**PASSAGE**
>>>>>
1.      Your email where you say 2.5GBASE-T needs it to recover more quickly if there are problems during LPI

a.      This a fair point although I would point out that if the state machine starts sending remote fault, data will be lost and the host system will be seeing a fault condition being reported from the link fault state machine

2.      It will be difficult to configure

a.      Configuration can be done through MDIO

3.      You will fail compliance testing if you use speeded up SGMII

a.      Seeing as the only interface specified is XGMII, you cannot fail compliance testing if XGMII is not exposed

4.      802.3cb allows you to use SGMII if you use a shim layer in the PHY

a.      Using a shim layer in the PHY is something I agree with. The problem is that this is 802.3bz and not 802.3cb and that the slides I have seen so far from 802.3cb address the issue of link fault signalling rather than the requirement of the state machine to respond to local and remote fault.

 

   If the state machine is made optional I accept you would still need a shim layer in the PHY to do the byte to four-byte alignment in the transmit path if a speeded up SGMII is used for the MAC/PHY interconnect. If it is made mandatory you also need to implement the link fault state machine in the shim layer.

 

Arthur

 

From: Brett McClellan [mailto:bmc@xxxxxxxxxxx]
Sent: 24 June 2016 07:38
To: STDS-802-3-NGBASET@xxxxxxxxxxxxxxxxx
Subject: [802.3_NGBASET] Link fault signaling for 2.5GBASE-T

 

I would like to address the question of whether 2.5GBASE-T needs link fault signaling.

 

Like 10GBASE-T, the design of 5GBASE-T and 2.5GBASE-T is based upon the XGMII and associated Reconciliation Sublayer (RS) that performs link fault signaling specified in 46.3.4.3. We should not remove this piece of the system without a thorough understanding of the consequences.
<<<<<
**PROBLEM DETAILS**
From the link fault signaling email, reproduce the part that begins at the words "4.      802.3cb allows" and stops after "and remote fault.".

**EXCERPTED DATA**
>>>>>
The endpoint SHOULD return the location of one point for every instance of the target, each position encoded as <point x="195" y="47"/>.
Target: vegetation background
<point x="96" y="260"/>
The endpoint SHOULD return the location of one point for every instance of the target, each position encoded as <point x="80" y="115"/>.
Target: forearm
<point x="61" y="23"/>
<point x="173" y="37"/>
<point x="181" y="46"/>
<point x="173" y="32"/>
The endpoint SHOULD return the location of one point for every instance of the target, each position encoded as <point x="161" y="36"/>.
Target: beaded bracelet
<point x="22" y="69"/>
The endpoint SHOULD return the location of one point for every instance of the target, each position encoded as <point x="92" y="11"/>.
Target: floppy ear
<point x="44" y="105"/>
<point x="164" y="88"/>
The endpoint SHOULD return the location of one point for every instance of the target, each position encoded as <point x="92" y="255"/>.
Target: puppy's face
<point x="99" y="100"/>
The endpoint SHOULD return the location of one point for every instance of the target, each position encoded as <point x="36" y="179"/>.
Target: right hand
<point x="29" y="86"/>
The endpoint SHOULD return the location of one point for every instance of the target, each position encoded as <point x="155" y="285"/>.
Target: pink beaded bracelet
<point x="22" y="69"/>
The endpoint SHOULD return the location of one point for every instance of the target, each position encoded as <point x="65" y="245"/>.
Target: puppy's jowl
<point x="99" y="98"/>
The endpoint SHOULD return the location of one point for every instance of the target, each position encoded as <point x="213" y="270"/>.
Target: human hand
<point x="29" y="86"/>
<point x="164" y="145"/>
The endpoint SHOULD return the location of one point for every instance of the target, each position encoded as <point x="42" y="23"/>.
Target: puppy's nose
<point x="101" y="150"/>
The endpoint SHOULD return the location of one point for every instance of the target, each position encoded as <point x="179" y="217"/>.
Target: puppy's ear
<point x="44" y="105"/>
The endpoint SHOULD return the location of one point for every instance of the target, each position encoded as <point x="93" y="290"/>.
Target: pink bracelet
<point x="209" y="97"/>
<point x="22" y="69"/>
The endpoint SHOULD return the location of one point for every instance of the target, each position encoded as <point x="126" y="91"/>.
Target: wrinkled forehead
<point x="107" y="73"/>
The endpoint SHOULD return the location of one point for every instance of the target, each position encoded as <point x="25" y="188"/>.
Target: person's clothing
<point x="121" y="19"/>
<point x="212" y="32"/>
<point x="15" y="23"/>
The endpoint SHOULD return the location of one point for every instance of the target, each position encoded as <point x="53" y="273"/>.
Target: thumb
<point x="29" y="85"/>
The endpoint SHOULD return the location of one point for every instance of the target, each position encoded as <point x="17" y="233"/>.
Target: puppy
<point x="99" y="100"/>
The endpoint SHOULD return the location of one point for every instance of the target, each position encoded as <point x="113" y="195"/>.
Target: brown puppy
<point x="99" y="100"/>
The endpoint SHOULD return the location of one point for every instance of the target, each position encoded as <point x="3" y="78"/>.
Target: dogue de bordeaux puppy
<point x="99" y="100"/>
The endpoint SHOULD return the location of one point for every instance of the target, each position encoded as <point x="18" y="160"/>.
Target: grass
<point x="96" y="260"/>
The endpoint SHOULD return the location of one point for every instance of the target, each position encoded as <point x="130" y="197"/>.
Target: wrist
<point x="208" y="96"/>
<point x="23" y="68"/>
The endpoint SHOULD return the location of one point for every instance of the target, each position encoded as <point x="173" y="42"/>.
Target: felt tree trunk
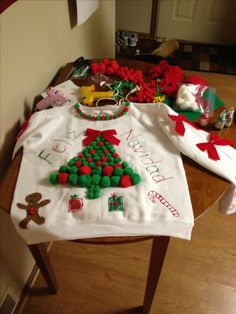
<point x="97" y="166"/>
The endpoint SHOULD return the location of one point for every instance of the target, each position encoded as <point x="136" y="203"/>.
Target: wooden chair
<point x="196" y="175"/>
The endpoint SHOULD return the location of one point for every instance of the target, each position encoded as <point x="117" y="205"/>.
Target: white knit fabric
<point x="159" y="205"/>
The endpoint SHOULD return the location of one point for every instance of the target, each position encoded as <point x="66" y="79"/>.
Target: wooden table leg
<point x="159" y="247"/>
<point x="41" y="257"/>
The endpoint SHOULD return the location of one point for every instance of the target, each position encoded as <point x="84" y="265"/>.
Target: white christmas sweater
<point x="157" y="204"/>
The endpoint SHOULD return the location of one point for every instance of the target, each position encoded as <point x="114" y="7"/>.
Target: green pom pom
<point x="73" y="169"/>
<point x="135" y="178"/>
<point x="96" y="179"/>
<point x="53" y="178"/>
<point x="71" y="162"/>
<point x="73" y="179"/>
<point x="63" y="169"/>
<point x="97" y="170"/>
<point x="124" y="164"/>
<point x="105" y="182"/>
<point x="115" y="180"/>
<point x="84" y="180"/>
<point x="118" y="172"/>
<point x="128" y="170"/>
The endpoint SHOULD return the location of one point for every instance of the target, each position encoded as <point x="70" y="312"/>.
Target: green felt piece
<point x="73" y="179"/>
<point x="194" y="115"/>
<point x="135" y="178"/>
<point x="115" y="180"/>
<point x="63" y="169"/>
<point x="53" y="178"/>
<point x="105" y="182"/>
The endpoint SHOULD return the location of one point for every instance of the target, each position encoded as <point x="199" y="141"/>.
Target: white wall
<point x="36" y="40"/>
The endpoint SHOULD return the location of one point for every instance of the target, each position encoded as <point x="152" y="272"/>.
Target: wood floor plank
<point x="198" y="276"/>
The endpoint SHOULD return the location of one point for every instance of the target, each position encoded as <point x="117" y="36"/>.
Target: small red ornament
<point x="63" y="177"/>
<point x="107" y="171"/>
<point x="125" y="181"/>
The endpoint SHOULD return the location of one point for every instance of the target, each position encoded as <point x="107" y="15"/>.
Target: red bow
<point x="210" y="146"/>
<point x="179" y="125"/>
<point x="93" y="134"/>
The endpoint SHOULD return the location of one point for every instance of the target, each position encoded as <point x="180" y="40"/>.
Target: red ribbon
<<<<<
**REPLY TO THE EXERCISE**
4.      802.3cb allows you to use SGMII if you use a shim layer in the PHY

a.      Using a shim layer in the PHY is something I agree with. The problem is that this is 802.3bz and not 802.3cb and that the slides I have seen so far from 802.3cb address the issue of link fault signalling rather than the requirement of the state machine to respond to local and remote fault.